SOURCE EXCERPT:
« Spence: I Am Famous Because I Am Selfish |
Main
| Minow Named Dean of Harvard Law »
Your Fiancée Can Get You Fired
Your employer cannot fire you because you pursue your rights under Title VII. That is unlawful retaliation. But can you get fired because someone close to you -- to wit, your fiancée -- filed a Title VII claim? That is the unique issue decided this week by the 6th U.S. Circuit Court of Appeals in Thompson v. North American Stainless.
The short answer, as decided by the court, is that Title VII does not protect the person who did not directly engage in protected activity. But as Ross Runkel recounts at LawMemo Employment Law Blog, it took a panel of 16 circuit judges to come up with that short answer, and they split 10 to 6, with three different dissenting opinions filed.
The plaintiff, Eric Thompson, claimed he was fired in retaliation for his fiancée's discrimination charge. Thompson met the woman, Miriam Regalado, at work in 2000. In 2002, Regalado filed a charge with the EEOC alleging that she was discriminated against because of her gender. Three weeks after the employer received notice of the charge, it fired Thompson.

EXERCISE TASK 1:
Decide whether each statement agrees with the blog post, answering yes or no and quoting the words of the post that settle it:
(a) The circuit judges who heard the case split 10 to 6.
(b) Thompson met Regalado at work in 2002.
(c) Thompson was fired three weeks after the employer received notice of the charge.
EXERCISE TASK 2:
Answer these questions from the blog post:
(a) On what basis did Regalado allege she was discriminated against?
(b) Who recounts the case at LawMemo Employment Law Blog?
(c) How many dissenting opinions were filed?
EXERCISE TASK 3: Write the next part of the blog post on the fiancée retaliation case, picking up after its final sentence.
The items play no part in the work on this blog post.

ROWS:
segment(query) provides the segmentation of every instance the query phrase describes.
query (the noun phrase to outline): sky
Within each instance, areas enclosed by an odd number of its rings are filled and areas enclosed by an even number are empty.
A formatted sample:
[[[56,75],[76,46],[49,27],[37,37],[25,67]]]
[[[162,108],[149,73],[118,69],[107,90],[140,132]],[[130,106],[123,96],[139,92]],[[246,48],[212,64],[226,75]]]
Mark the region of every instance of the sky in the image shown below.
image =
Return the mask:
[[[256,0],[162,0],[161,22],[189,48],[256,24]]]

* * *

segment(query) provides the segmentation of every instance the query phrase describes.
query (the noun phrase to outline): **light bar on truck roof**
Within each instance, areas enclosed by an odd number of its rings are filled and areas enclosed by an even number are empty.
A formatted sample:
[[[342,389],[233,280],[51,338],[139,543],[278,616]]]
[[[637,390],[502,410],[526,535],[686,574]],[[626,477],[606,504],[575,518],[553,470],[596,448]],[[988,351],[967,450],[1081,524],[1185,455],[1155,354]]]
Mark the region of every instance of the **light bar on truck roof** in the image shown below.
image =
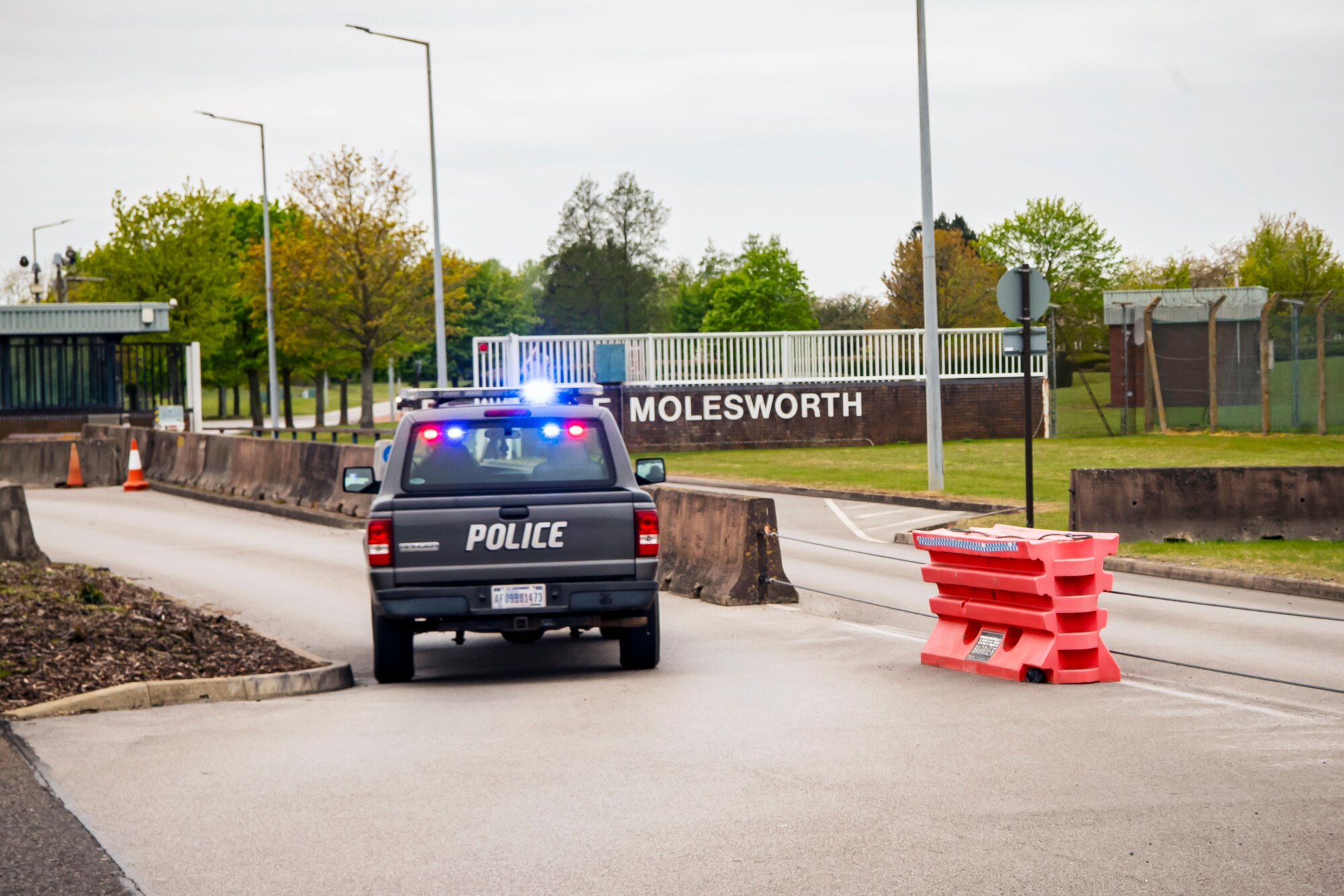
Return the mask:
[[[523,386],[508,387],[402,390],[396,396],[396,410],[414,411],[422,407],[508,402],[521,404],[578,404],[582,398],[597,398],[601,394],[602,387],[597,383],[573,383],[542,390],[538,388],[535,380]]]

---

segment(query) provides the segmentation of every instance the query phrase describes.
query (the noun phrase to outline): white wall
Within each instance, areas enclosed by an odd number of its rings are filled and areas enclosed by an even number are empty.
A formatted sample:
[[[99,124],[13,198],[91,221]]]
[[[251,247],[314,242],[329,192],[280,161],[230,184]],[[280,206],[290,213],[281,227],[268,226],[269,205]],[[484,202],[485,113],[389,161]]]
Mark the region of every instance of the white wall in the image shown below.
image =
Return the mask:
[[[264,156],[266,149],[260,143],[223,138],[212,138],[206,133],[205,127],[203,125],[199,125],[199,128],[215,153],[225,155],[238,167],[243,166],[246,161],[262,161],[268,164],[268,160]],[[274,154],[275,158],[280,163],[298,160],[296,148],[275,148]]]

OUTPUT 1:
(a) Yes: "they split 10 to 6"
(b) No: "Thompson met the woman, Miriam Regalado, at work in 2000."
(c) Yes: "Three weeks after the employer received notice of the charge, it fired Thompson."

OUTPUT 2:
(a) Her gender.
(b) Ross Runkel.
(c) Three.

OUTPUT 3:
The issue for the 6th Circuit was whether Title VII created a cause of action for third-party retaliation. Runkel explains how the court came down:
Because Thompson did not allege he himself engaged in any statutorily protected activity (i.e., did not oppose an unlawful employment practice, make a charge, testify, assist, or participate in an investigation), the court found by the plain language of the statute that Thompson was not included in the class of persons for whom Congress created a retaliation cause of action. The 3rd, 5th, and 8th circuits agreed. The court distinguished the recent Supreme Court's decision in Crawford v. Metro Gov't of Nashville and Davidson County, Tenn., 129 SCt 846 (2009), (which abrogated the 6th Circuit's view that the opposition clause required active, consistent behavior), by stating that Crawford involved involuntary testimony while Thompson did not engage in any protected activity.
The dissent focused on the anti-retaliation law's prohibition of discrimination against anyone who "has opposed" an unlawful employment practice. "Oppose" is a broad word that could arguably have encompassed the plaintiff's actions in this case, the dissent argued.
Posted by Robert J. Ambrogi on June 11, 2009 at 12:09 PM | Permalink
| Comments (1)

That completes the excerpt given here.